- [AIM OF THE TASK]:
Pick out each row below that contains the word "eroded", and copy those rows in full.

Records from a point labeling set

◆ ◆ ◆ ◆ ◆

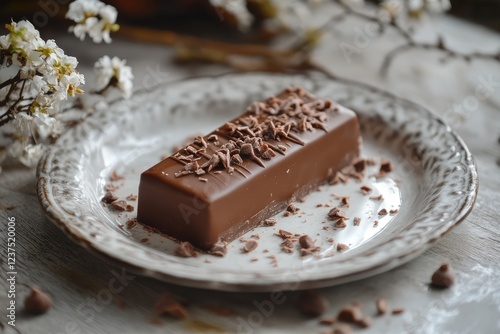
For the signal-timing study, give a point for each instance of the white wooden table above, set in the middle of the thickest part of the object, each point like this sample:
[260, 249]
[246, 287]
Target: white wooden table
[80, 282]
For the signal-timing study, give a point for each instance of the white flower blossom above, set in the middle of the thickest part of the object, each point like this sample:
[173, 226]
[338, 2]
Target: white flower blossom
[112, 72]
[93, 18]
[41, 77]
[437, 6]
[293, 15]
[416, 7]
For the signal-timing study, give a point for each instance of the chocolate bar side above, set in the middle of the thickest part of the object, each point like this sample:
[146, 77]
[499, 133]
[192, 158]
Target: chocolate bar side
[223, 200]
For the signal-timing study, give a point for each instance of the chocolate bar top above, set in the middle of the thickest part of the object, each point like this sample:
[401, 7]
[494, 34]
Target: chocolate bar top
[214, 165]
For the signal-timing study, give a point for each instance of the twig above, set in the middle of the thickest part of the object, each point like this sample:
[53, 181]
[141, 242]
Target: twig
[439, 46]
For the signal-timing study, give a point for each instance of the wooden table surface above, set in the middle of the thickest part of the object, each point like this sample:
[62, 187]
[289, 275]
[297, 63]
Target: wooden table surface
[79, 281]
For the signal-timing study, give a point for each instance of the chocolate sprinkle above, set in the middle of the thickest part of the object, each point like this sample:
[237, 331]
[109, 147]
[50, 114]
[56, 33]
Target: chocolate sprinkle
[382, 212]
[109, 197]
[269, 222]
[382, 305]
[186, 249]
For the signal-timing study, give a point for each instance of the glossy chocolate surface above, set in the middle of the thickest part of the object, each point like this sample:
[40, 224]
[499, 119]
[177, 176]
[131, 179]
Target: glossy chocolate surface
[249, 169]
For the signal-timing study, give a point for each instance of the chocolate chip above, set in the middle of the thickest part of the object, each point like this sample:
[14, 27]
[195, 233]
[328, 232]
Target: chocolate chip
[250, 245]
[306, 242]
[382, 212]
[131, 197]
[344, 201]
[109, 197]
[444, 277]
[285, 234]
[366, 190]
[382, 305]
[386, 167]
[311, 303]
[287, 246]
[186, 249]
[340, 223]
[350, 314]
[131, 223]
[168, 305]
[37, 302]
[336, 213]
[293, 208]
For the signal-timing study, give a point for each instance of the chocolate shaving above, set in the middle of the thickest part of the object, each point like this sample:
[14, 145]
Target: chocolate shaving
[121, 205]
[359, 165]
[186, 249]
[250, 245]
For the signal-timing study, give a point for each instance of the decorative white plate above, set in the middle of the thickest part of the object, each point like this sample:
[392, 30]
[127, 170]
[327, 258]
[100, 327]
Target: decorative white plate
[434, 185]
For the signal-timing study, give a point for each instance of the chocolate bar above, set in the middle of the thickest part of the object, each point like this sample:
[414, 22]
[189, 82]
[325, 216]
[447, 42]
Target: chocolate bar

◆ ◆ ◆ ◆ ◆

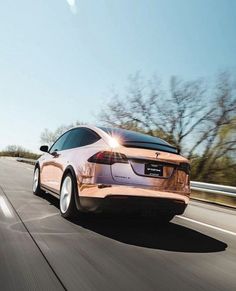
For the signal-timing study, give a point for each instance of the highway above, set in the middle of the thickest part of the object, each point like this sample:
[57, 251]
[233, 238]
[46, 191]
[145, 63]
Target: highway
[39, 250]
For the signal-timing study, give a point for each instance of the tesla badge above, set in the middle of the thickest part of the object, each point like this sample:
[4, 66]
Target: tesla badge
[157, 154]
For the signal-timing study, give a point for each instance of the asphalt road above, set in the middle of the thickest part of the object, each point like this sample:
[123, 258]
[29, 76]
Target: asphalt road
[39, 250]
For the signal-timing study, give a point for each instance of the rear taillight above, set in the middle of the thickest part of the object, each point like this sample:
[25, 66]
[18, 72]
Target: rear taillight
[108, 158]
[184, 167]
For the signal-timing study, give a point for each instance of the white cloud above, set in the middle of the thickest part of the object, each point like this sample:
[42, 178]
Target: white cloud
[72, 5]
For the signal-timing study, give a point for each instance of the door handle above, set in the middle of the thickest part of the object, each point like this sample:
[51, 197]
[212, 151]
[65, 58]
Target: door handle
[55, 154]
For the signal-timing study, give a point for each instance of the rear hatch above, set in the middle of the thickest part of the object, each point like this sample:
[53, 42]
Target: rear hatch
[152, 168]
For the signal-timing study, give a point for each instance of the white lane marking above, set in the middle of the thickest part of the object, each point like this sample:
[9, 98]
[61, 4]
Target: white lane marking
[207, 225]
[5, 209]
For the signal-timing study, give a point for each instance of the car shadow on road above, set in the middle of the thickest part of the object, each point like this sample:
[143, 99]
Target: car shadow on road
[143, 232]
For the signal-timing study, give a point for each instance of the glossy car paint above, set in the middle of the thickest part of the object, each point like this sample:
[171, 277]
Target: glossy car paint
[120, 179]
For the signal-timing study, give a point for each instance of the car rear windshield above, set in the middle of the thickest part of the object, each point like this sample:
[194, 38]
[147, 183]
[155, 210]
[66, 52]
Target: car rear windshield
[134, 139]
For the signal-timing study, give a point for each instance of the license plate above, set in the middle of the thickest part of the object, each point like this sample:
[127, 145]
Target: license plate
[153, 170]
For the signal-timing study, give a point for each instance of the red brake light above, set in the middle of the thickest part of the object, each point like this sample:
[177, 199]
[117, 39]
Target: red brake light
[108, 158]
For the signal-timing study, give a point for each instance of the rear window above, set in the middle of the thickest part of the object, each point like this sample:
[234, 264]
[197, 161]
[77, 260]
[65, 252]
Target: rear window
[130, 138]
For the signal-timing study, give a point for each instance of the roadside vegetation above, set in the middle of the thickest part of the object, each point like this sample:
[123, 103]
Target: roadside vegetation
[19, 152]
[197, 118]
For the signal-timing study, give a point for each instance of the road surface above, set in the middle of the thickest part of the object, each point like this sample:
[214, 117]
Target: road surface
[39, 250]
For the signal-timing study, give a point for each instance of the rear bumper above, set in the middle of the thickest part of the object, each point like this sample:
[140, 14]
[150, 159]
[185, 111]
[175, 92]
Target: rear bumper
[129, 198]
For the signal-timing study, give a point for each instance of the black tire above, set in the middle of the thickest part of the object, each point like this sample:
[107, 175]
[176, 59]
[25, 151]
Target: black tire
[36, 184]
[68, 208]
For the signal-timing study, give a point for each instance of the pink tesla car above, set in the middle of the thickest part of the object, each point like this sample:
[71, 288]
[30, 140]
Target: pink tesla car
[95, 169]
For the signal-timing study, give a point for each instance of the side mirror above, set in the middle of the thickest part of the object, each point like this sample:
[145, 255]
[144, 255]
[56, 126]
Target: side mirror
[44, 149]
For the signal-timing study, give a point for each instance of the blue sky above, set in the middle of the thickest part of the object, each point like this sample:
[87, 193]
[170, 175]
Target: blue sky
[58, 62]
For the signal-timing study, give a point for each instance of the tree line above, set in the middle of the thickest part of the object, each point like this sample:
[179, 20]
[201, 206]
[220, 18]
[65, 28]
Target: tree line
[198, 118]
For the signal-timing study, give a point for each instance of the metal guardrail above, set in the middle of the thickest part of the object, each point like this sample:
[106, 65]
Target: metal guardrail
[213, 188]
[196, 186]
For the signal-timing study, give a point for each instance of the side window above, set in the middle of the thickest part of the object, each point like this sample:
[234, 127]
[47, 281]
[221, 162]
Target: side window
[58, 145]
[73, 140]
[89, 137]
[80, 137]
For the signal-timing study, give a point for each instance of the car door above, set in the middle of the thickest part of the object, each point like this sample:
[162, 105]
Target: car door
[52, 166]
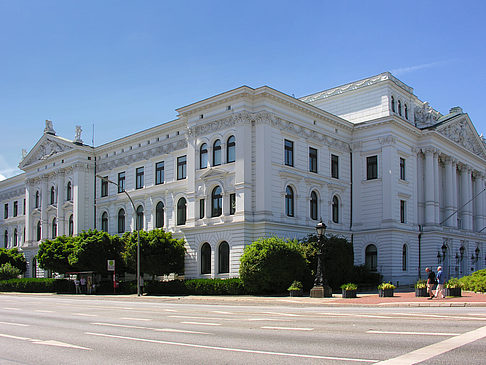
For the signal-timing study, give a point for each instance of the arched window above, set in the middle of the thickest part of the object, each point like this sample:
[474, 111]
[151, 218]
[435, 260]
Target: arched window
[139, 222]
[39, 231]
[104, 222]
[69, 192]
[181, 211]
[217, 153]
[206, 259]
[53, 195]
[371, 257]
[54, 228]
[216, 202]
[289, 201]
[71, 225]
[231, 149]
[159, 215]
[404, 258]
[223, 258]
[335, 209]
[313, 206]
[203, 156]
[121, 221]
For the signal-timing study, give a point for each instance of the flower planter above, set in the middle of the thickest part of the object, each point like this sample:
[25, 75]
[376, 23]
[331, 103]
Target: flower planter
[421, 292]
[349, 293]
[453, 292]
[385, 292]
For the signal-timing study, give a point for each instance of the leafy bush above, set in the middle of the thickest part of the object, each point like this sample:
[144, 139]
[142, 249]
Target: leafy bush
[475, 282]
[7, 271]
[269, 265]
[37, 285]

◆ ◆ ◆ ◆ ◆

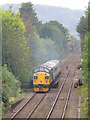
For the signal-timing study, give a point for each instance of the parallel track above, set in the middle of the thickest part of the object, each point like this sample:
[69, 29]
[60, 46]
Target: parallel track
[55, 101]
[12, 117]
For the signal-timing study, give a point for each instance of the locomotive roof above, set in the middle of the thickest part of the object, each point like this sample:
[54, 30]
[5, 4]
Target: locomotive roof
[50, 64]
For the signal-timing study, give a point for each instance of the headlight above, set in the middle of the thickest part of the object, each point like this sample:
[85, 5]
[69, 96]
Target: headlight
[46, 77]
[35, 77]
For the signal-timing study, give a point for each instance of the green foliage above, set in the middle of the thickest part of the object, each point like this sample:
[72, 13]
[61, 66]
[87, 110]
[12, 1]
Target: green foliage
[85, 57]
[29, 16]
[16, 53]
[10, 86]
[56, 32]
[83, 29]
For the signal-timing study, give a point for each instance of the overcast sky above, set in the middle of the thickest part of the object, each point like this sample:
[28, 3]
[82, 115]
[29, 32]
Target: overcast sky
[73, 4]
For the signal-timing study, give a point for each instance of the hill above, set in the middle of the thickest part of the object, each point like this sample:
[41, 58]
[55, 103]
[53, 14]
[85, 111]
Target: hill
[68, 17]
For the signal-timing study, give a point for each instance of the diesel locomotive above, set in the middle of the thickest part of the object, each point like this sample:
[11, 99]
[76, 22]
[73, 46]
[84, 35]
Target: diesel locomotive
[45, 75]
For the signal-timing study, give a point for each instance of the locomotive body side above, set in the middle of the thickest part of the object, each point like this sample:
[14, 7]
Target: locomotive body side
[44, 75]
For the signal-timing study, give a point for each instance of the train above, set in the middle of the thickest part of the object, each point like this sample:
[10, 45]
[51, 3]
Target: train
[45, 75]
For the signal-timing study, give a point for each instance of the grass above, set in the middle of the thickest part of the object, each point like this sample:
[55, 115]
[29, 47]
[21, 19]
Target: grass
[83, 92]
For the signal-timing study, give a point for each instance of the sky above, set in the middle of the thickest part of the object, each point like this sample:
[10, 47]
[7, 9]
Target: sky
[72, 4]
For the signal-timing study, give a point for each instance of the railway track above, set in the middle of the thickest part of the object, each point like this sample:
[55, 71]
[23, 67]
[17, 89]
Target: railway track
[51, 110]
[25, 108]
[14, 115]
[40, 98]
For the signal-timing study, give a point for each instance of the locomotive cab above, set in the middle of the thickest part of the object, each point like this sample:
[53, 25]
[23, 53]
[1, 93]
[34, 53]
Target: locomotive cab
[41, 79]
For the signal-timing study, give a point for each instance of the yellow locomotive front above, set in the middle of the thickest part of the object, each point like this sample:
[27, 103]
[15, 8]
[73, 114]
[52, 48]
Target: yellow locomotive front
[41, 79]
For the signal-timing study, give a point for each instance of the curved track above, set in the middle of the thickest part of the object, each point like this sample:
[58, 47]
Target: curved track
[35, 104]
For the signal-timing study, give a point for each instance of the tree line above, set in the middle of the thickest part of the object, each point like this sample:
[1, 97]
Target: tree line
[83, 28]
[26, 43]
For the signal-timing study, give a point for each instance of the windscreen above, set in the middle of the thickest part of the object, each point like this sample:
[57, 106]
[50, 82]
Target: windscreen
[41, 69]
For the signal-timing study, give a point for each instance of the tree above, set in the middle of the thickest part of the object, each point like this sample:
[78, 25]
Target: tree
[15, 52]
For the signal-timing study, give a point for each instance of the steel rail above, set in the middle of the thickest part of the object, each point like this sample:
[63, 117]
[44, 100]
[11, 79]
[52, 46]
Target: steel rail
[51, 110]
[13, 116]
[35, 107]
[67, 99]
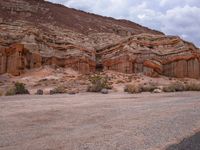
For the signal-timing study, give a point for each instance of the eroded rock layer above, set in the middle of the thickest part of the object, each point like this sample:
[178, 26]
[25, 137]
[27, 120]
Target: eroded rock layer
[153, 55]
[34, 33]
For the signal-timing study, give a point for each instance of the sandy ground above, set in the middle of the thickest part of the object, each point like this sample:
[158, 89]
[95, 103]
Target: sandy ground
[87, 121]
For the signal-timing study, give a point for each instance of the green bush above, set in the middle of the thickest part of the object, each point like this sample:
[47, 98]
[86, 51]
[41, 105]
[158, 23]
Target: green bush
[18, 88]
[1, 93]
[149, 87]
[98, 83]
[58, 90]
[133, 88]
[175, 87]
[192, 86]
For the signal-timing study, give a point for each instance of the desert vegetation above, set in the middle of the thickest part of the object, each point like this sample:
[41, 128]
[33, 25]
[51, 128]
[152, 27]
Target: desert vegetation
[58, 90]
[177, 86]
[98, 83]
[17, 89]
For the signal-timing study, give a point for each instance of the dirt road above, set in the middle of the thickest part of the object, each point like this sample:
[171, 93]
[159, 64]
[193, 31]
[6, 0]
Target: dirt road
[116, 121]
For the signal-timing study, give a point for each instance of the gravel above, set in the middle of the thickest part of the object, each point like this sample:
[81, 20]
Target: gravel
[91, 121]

◆ ◆ ◆ ◆ ◆

- [CORRECT RESULT]:
For the signal-timing study, give a point for each instance of the eroded rock layer above, set in the middle of the thickest part of the object, each point like this sample:
Target: eroded rock layer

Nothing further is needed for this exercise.